══ 本文抜粋
そうです。足元でコツコツと「仕事を実行する力」をつけること。そのうえで、適切なタイミングで挑戦していくことことが大切なんです。


『畳み人』になるための秘訣

――『畳み人』になるためにも「仕事を実行する力」をつけるというのは分かりましたが、じゃあ具体的に何をすればいいのでしょうか?

「何をすべきか」は僕の20年間の経験から考えても一言では言い表せないので、ぜひこの『畳み人という選択』を読んでほしいですね(笑)


――そうですよね(笑) まあ、何か一つだけでもお願いします。

では1つご紹介すると、アクションを起こすときには「相手への想像力をもつ」ということですね。

――「相手への想像力をもつ」?

たとえば「A」というパワーポイントの資料があったとします。で、あなたが上司からメールで、「至急、Aの資料を読みたいので送ってくれ」と頼まれたとしましょう。上司に電話をかけてみると、移動中なのか、なかなか連絡が取れません。あなたはその資料を上司に、どんな形式で送りますか?

――え、パワーポイントじゃないんですか?

いやいや、電話したら連絡が取れなかったわけですから、上司は移動中でパソコンが開けないかも知れませんよね。もしかすると、スマートフォンで資料を見たいかもしれません。パワーポイントで送ると、機種やアプリによってはうまく表示されないとか、文字が読みづらくなる可能性があります。

――あー、確かに、経験あります。

その場合はPDFに変換してから送るほうが、上司は確実かつすぐに資料を確認できますよね。でも、相手の状況が分からない時もあります。その場合には、PPTとPDFの2つの形式で送れば確実じゃないですか。

――2種類を送ってあげるんですか。

そうすれば相手は、都合のいいほうを開いて資料を確認することができますよね。

――なるほどなあ。1つ先を想像してあげる、と。

実際の例でお話してみましょうか。僕は以前、編集者として『共感SNS』という本の編集を担当しました。著者は“モテクリエイター”として有名な、ゆうこす(菅本裕子)さんです。


『共感SNS』(ゆうこす・著/幻冬舎)を担当した設楽さん


――あ、読んだことあります、その本。

ありがとうございます。
════
══ 提供データ
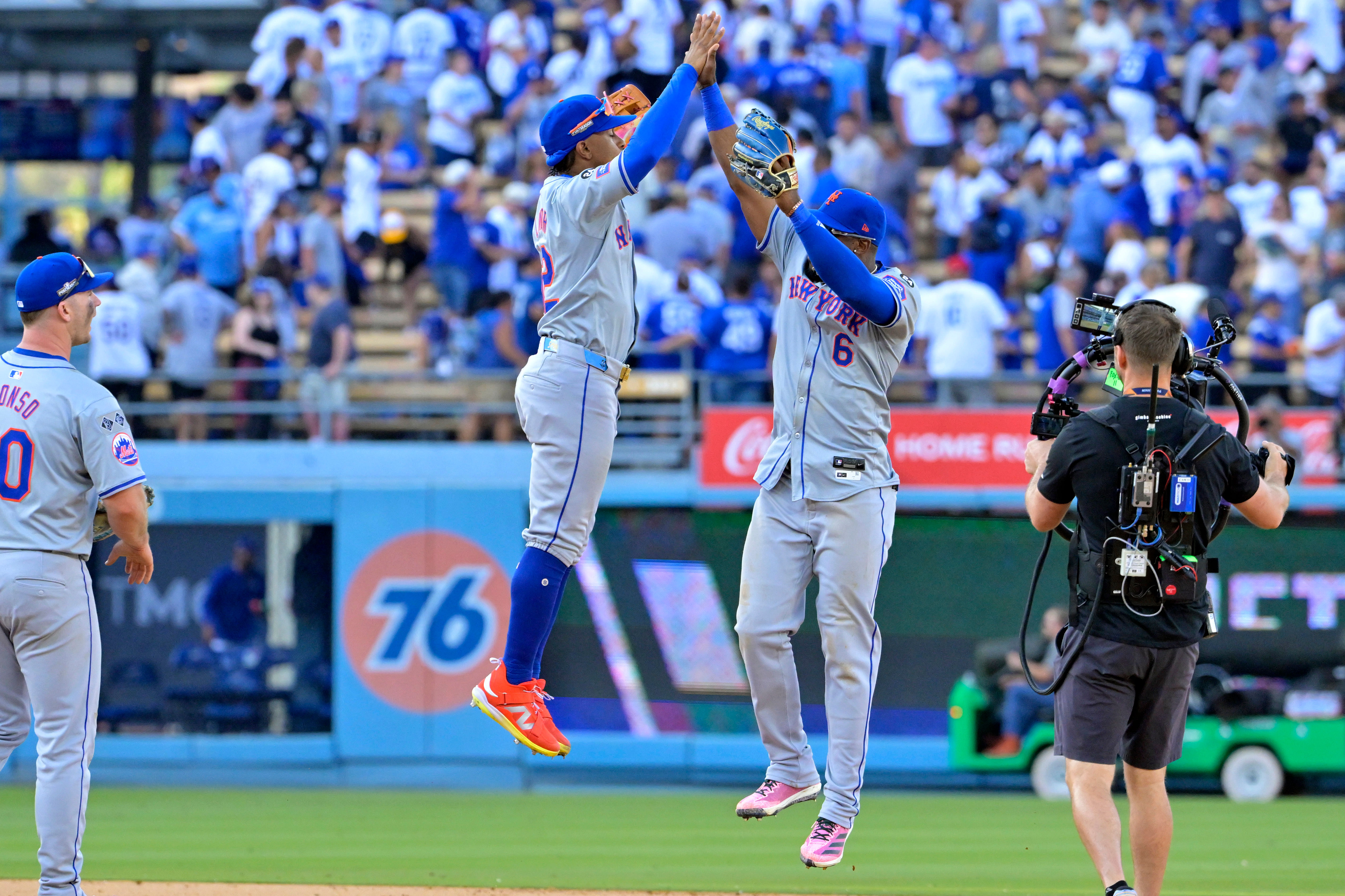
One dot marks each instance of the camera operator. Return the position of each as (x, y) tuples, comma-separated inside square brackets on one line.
════
:: 取り組む課題 ::
• A. 畳み人をめぐるインタビューから、「そうです。足元でコツコツと「」から下の「人という選択』を読んでほしいですね(笑)」までを一字一句変えずにすべて返してもらえますか?
• B. 畳み人をめぐるインタビューを、最後の文の次から再開して続けてもらえますか?

:: 課題ごとの回答 ::
• A.
そうです。足元でコツコツと「仕事を実行する力」をつけること。そのうえで、適切なタイミングで挑戦していくことことが大切なんです。


『畳み人』になるための秘訣

――『畳み人』になるためにも「仕事を実行する力」をつけるというのは分かりましたが、じゃあ具体的に何をすればいいのでしょうか?

「何をすべきか」は僕の20年間の経験から考えても一言では言い表せないので、ぜひこの『畳み人という選択』を読んでほしいですね(笑)

• B.
ゆうこすならどう動くか、を考えて先回りする

ゆうこすさんとのやりとりは基本、LINEでした。ただLINEはPDFデータを送ると、「ダウンロード」して「開く」という2アクションが必要になります。でも僕は、画像に変換して送っていました。フィードにそのまま内容が表示されるからです。

――画像にすると1アクション少ないと。

ええ、そのぶんスピーディーに見ることができますよね。さらに僕は、画像に変換するだけでなくて、同じ内容のテキストも貼り付けて送付していました。また、テキストにURLが含まれるときは、本文とは別に送っていました。

――めちゃくちゃ細かい!なんでそこまで?

ゆうこすさんはSNSを活用したブランディングを行っています。そうすると、必然的に文字やURLをツイートなどに使うことが多いわけです。でもLINEは一つのコメントを一括コピーしかできないですよね。仮に僕が文章とURLを一緒に送ってしまうと、ゆうこすさんがその全文をメモ帳とかにコピーしてURLだけコピーし直すという手間がかかってしまう。

――ああ、それで!

そう。ゆうこすさんが迅速にツイートなどに使えるためです。彼女が秒刻みで動く忙しい状況を目の当たりにしていましたから、いかなる状況でもすぐチェックしたり、活用したりできるよう先回りしていたわけです。

――うへー、そこまで考えて動かれているんですね~…

こういうと面倒に思われる方もいらっしゃるかもしれませんが、そうではありません。相手のことを考えて動けば動くほど、最終的には自分の思い描く通りに仕事が進みやすくなります。つまり相手を気遣うことは、自分がスムーズにコミュニケーションするための方法なのです。

――そうか、自分がやりたいことをするのに自分中心の考えじゃダメだ、と。

そう、自分の仕事を円滑に進めたい、企画を通したい、お願いを聞いてもらいたい、と思うなら、そのアクションを受け取る相手の気持ちや状況に想像力を働かせるべきなんです。

――うわー、なんか考えさせられますね。他にも『畳み人』を目指すために何をすべきかがたくさん書かれているのが、この『畳み人という選択』という本ですね。

はい、是非お手に取ってみてください。


皆さんも、“やりたい仕事ができる人”になるために読んでみてはいかがでしょうか。

『畳み人という選択』(プレジデント社)
https://www.amazon.co.jp/dp/4833423502


設楽さん、ありがとうございました!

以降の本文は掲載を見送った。